Last year a New Yorker article came out that turned me vegetarian for a week. I had survived a college life filled with vegetarians–basically everyone I was friends with was a vegetarian–without my carnivorous foundations cracking. And then this article came along–a very shrewd piece about PETA–that brought the reader to chicken farms where rows upon rows of beakless chickens were anesthetized and staring into space, the smell of ammonia overwhelming the author (this is how we fatten our chickens: we keep them sedentary with drugs). This freaked me out. But not as much as veal.
Veal, it seems, suffers the cruellest form of regulated animal treatment. Baby cows are kept in individual pens without any room for movement. This is to fatten them up (similar to the chickens): the less they move, the fattier they get, and more flavorful. So the baby cow spends its entire life in a crate until its old enough to die, never moving.
When I finished my week of vegetarianism I vowed that I would become a more conscientous meat eater. The week without meat led me to believe that we are meant to eat meat: our canine teeth are exhibit A. The fact that meat is delicious is exhibit B. Evolution dictates that every trait is purposeful and deliciousness is no exception. We eat meat to maintain our place on the food chain. Otherwise, Tim Burton would direct Planet of the Cows and we would all have udders. Typing would be impossible.
Veal remained the exception. I said: “Everything but veal. It’s too cruel.”
Then last night happened. Was I drugged? Drunk? Under a hypnotic spell?

*WRITTEN PROBLEM 1*.
In the passage on going vegetarian, relabel "chickens" as "hens" and write out the part starting with "Last year a" and going on through "much as veal.".
*WRITTEN PROBLEM 2*.
Carry the passage on going vegetarian forward from the point where it stops.
The records that come next are from a separate source, not the passage on going vegetarian.

*GIVEN RECORDS*.
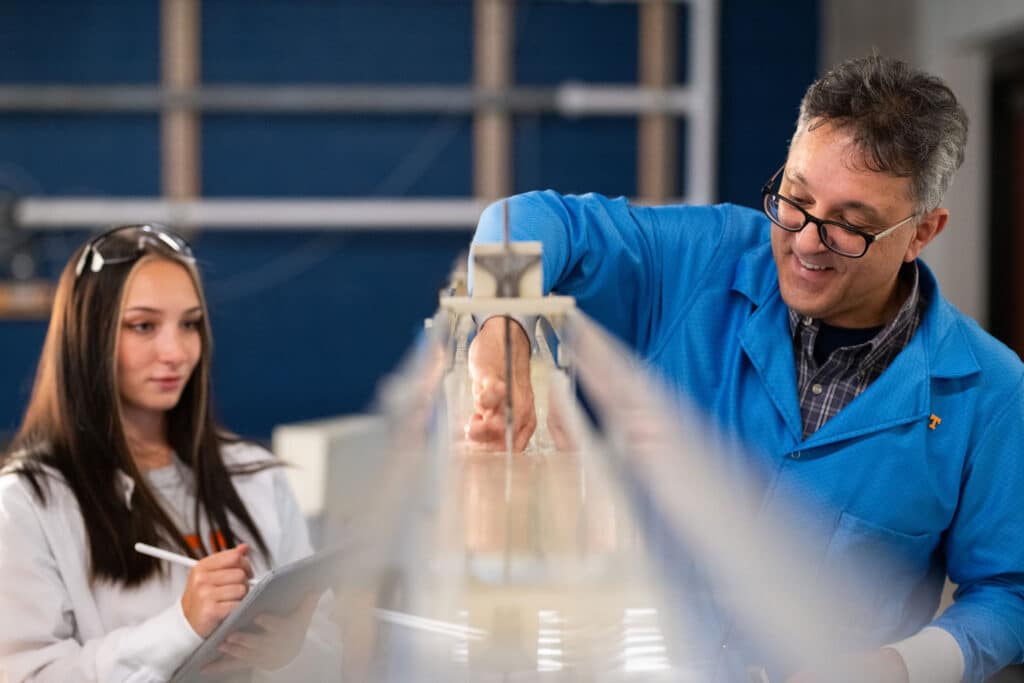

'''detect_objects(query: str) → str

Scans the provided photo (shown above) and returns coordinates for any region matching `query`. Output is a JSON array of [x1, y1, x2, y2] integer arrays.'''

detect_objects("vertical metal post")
[[160, 0, 201, 200], [686, 0, 719, 204], [473, 0, 515, 201], [637, 0, 679, 203]]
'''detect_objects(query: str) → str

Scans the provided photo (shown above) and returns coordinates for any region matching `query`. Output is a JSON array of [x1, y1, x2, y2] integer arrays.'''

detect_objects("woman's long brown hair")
[[4, 236, 275, 586]]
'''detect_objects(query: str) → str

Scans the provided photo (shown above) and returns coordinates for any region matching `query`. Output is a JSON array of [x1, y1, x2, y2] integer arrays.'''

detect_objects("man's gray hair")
[[797, 54, 968, 213]]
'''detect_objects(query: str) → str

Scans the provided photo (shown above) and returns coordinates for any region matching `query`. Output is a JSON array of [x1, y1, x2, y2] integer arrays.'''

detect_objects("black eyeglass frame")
[[75, 223, 196, 280], [761, 164, 918, 258]]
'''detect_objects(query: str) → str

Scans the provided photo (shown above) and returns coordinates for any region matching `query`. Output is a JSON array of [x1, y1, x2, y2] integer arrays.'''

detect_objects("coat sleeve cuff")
[[886, 626, 965, 683]]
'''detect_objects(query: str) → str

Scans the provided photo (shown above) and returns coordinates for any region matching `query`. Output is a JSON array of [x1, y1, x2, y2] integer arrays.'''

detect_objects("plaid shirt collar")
[[790, 262, 923, 438]]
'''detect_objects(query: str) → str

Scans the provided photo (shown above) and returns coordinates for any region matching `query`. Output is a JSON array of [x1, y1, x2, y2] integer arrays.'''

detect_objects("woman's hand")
[[196, 593, 319, 673], [181, 544, 253, 638]]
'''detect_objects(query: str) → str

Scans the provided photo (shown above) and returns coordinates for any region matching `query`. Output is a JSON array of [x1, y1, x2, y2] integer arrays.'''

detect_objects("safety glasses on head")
[[75, 223, 196, 278]]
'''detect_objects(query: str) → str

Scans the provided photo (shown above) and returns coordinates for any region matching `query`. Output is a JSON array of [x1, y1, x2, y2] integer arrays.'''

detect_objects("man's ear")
[[903, 207, 949, 263]]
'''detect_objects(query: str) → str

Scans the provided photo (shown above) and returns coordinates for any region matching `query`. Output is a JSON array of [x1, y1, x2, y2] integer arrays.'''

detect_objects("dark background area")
[[0, 0, 818, 438]]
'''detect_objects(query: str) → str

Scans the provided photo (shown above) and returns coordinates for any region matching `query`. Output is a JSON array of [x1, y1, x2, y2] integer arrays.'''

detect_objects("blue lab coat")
[[474, 191, 1024, 681]]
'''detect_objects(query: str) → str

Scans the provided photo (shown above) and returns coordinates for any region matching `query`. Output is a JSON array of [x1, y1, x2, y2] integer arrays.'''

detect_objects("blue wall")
[[0, 0, 818, 444]]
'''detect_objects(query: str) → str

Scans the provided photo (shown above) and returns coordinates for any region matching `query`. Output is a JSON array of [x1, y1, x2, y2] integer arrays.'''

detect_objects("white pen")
[[135, 543, 259, 586]]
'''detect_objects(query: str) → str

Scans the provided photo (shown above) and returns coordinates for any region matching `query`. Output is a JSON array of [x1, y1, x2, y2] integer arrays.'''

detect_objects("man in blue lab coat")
[[467, 56, 1024, 683]]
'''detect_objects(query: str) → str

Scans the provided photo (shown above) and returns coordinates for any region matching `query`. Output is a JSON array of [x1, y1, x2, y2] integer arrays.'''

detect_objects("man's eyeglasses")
[[75, 223, 196, 278], [761, 166, 916, 258]]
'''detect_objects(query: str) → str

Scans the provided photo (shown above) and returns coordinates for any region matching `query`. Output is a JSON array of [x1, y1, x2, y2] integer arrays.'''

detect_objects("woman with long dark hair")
[[0, 225, 337, 682]]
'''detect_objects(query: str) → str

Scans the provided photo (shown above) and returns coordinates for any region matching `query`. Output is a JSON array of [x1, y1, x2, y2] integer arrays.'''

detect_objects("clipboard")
[[171, 547, 344, 683]]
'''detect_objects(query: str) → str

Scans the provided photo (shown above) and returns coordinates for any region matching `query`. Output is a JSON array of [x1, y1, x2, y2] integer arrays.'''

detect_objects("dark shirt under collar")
[[790, 262, 923, 438]]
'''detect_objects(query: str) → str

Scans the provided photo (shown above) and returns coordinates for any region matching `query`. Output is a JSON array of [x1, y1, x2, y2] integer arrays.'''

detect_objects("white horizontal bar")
[[555, 84, 694, 117], [14, 197, 687, 231], [440, 296, 575, 315], [14, 198, 486, 230], [0, 84, 690, 116]]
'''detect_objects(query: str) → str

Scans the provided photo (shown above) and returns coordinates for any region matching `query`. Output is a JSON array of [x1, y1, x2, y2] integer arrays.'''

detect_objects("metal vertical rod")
[[637, 0, 679, 203], [160, 0, 200, 200], [686, 0, 719, 204], [473, 0, 515, 201]]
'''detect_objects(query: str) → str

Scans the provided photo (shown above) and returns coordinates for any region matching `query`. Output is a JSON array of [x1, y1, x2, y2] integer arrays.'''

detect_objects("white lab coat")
[[0, 443, 340, 683]]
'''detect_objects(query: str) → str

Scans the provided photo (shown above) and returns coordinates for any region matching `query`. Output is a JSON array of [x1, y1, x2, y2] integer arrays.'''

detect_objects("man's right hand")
[[181, 544, 253, 638], [466, 316, 537, 451]]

*TASK ANSWER 1*.
Last year a New Yorker article came out that turned me vegetarian for a week. I had survived a college life filled with vegetarians–basically everyone I was friends with was a vegetarian–without my carnivorous foundations cracking. And then this article came along–a very shrewd piece about PETA–that brought the reader to chicken farms where rows upon rows of beakless hens were anesthetized and staring into space, the smell of ammonia overwhelming the author (this is how we fatten our hens: we keep them sedentary with drugs). This freaked me out. But not as much as veal.

*TASK ANSWER 2*.
No. We were at Aria (already reviewed last times the parents visited). At that last visit, mom had the veal and raved the whole way home. We made our reservation last night because of the veal–it had such a powerful effect.
And, exploring the menu, my eyes kept shifting to the veal. It sounded delicious with porcini mushrooms and crispy leeks over mashed potatoes. How cruel is a pen anyway? Movement is so overrated. And the veal was already dead, wasn’t it? Ordering the veal would only bring the already dead baby cow from the kitchen to my plate…. they weren’t going to go kill a fresh one for me. If I didn’t order it, it would go to waste.
Ok, this is the same argument people make about voting: “I’m only one vote, I don’t matter, who cares if I go?” Sometimes I believe that. I lost my write-in ballot for Bush v. Gore and felt bad but not so bad until the TVs came on that night and I saw that it all basically came down to Palm Beach County: my county, my vote.
Now Bush is president and I ate this for dinner:
Can you forgive me?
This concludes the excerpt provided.